Bipolaris sacchari is a fungal plant pathogen in the family Pleosporaceae.

Bipolaris sacchari is an ascomycete fungal pathogen most notably affecting sugarcane. In its sexual stage, it produces spores housed in an ascus (a sac, usually with 8 spores inside). The spores are dispersed when the sac bursts. They spread to plant surfaces via wind and rain splashes, and if there is water present on the leaf, they may germinate and produce septate, walled hyphae on the surface of the leaf. These in turn asexually produce conidia that spread and further propagate the disease.

==Hosts==
This pathogen affects sugarcane (Saccharum officinarum) and close relatives; a few members of Poaceae as well: citronella (Cymbopogan citratus), elephant grass (Pennisetum purpureum), pearl millet (Pennisetun glaucum) and barnyard grass (Echinochloa).

This fungus takes most of its economic notoriety for the yield losses sustained to sugarcane in commercial agriculture. Bipolaris sacchari produces host-specific toxins, namely oligosaccharide-sesquiterpene toxins that bind helminthosporoside. It is toxic because when within the substance of the plant, it reacts to create an abundance of nitrites. Different iterations of these toxins are specific to hosts; while sugarcane is the most economically significant, eye spot has been recorded on ferns in Florida, wheat in Iran, and banana in Brazil.

*What this exercise asks*
1: Retype the stretch of the Bipolaris sacchari passage from "Bipolaris sacchari is a fungal" through "barnyard grass (Echinochloa).".
2: According to the Bipolaris sacchari passage, what kind of host-specific toxins does the fungus produce?
3: Write what comes next in the Bipolaris sacchari passage, starting after its final sentence.

*Records*
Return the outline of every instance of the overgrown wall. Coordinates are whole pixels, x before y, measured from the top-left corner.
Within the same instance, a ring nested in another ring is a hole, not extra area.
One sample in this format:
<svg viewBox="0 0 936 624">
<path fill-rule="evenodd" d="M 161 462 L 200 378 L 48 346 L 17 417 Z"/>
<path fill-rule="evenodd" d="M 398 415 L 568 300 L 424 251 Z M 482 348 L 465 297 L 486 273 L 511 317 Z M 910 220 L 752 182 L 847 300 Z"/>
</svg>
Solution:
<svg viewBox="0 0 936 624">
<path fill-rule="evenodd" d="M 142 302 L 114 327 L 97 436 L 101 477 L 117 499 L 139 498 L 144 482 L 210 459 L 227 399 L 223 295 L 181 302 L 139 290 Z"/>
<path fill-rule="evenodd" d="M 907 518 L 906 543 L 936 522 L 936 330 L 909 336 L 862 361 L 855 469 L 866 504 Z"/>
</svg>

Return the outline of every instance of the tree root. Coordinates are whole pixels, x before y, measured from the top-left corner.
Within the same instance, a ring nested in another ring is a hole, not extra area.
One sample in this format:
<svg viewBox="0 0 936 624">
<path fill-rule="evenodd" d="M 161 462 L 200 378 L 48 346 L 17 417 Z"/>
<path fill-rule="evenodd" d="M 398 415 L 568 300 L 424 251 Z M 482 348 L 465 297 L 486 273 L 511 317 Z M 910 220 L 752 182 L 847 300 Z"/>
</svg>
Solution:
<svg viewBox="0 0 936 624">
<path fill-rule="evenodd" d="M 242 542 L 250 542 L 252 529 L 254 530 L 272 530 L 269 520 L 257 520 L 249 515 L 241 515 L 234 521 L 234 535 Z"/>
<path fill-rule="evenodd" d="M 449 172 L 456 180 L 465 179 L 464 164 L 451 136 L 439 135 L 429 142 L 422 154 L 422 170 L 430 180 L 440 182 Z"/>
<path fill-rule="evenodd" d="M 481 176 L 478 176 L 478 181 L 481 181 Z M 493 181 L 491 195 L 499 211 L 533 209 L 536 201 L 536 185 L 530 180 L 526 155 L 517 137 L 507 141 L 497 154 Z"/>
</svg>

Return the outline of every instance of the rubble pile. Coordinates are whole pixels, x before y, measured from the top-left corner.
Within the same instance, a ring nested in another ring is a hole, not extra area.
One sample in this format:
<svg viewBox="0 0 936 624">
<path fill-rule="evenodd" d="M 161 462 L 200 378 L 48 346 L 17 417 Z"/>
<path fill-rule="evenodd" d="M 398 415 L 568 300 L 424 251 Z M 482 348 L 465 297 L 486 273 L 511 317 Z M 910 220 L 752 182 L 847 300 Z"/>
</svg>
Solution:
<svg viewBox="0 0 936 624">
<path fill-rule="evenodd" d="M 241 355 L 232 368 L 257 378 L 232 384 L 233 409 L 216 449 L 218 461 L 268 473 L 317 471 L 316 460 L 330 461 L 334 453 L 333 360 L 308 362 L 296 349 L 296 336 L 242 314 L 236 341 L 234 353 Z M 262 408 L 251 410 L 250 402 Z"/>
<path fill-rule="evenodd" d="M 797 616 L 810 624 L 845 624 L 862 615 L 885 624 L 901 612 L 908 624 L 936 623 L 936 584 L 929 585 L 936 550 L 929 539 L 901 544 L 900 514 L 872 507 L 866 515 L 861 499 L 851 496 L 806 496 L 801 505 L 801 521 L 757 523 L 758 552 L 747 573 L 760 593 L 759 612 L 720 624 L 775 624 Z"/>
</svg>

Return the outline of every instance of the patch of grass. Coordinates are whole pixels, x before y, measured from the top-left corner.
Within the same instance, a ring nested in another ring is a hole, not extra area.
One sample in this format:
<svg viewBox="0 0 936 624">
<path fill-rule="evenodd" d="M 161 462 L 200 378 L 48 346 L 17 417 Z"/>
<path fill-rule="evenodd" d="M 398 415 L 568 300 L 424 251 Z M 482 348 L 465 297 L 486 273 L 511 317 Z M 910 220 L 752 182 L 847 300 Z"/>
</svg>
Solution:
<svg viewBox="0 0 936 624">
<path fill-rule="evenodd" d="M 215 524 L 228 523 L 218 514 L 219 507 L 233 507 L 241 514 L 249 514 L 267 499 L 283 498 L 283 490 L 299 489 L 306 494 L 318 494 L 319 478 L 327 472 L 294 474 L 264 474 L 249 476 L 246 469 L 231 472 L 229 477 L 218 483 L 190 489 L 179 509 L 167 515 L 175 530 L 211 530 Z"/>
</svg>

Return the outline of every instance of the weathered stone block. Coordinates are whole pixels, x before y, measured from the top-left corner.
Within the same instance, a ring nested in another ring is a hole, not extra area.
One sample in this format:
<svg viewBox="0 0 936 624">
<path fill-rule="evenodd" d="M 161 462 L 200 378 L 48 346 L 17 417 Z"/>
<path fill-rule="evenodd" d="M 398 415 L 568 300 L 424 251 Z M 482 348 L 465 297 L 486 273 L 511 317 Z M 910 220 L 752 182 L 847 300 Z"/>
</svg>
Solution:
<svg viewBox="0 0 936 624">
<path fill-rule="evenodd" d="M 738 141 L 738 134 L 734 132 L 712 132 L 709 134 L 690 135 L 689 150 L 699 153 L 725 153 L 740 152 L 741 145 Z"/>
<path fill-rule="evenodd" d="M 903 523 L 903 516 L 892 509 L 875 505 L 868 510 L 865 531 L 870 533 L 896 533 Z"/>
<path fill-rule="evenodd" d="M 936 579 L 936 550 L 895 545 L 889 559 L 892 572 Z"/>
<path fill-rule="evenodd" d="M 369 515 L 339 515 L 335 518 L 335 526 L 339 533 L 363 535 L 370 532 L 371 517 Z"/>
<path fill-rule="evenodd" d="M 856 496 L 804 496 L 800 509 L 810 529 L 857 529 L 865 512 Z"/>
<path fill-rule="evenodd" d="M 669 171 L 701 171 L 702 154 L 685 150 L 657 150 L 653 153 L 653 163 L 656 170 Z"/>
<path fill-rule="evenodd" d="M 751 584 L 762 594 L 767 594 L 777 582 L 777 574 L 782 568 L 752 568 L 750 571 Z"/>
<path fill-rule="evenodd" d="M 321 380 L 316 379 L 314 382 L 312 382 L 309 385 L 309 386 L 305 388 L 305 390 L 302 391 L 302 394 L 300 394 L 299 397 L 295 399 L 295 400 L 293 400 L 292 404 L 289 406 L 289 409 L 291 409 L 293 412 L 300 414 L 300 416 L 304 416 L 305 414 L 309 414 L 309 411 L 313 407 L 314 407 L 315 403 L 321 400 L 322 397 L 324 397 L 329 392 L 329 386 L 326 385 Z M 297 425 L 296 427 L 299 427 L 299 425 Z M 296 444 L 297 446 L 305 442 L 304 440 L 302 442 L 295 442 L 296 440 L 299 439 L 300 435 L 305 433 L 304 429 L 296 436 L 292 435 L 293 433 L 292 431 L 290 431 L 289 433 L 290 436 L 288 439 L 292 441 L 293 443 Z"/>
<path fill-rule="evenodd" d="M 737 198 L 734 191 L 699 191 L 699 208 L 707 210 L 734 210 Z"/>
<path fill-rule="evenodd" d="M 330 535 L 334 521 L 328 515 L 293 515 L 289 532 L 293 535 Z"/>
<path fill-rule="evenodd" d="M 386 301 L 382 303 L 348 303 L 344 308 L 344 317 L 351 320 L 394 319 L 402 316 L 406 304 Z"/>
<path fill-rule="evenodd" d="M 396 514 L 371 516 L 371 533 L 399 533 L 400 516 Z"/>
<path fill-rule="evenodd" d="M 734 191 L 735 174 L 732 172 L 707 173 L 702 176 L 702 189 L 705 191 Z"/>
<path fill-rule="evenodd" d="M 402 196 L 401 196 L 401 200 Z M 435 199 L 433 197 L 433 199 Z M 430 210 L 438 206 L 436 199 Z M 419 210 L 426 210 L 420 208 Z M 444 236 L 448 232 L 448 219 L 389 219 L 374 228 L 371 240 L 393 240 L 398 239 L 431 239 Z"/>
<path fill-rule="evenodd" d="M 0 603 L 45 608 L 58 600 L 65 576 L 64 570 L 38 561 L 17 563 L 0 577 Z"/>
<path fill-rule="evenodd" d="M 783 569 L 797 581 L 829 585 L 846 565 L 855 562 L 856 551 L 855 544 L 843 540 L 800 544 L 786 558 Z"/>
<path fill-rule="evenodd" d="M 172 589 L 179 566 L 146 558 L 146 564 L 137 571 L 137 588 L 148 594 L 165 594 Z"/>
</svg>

*Solved tasks*
1:
Bipolaris sacchari is a fungal plant pathogen in the family Pleosporaceae.

Bipolaris sacchari is an ascomycete fungal pathogen most notably affecting sugarcane. In its sexual stage, it produces spores housed in an ascus (a sac, usually with 8 spores inside). The spores are dispersed when the sac bursts. They spread to plant surfaces via wind and rain splashes, and if there is water present on the leaf, they may germinate and produce septate, walled hyphae on the surface of the leaf. These in turn asexually produce conidia that spread and further propagate the disease.

==Hosts==
This pathogen affects sugarcane (Saccharum officinarum) and close relatives; a few members of Poaceae as well: citronella (Cymbopogan citratus), elephant grass (Pennisetum purpureum), pearl millet (Pennisetun glaucum) and barnyard grass (Echinochloa).

2: Oligosaccharide-sesquiterpene toxins.

3:
==Symptoms==
Early in the progression of the disease, minute watery spots may be observed on plants. Crops that are six or more months old are more susceptible—younger leaves will most likely be affected first. As the disease progresses, reddish spots with yellow margins on leaves become visible. Extending from each spot are brownish streaks, called ‘runners’. These are thought to be caused by the spread of the toxin. Spots may merge as they increase in number and result in necrosis. Seedling blights may also occur.

==Management==
Plant resistant varieties—most commercial varieties are already resistant, with no genetic modification. Q47 is one of these resistant varieties; conversely, varieties Q99 and Q101 are very susceptible.

Depending on severity, foliar applications of fungicide (2% copper oxychloride) may be used but are not practical because resistant varieties are common and garner just as much yield and quality.

In Mexico, a 33% yield loss was noted when a field of a susceptible variety having eye spot was compared with a field of a resistant variety. These losses can be avoided in large commercial agriculture by ensuring precision in management practices.

Over-fertilization is beneficial to the pathogen as it can use the excess nitrogen that the crop does not absorb.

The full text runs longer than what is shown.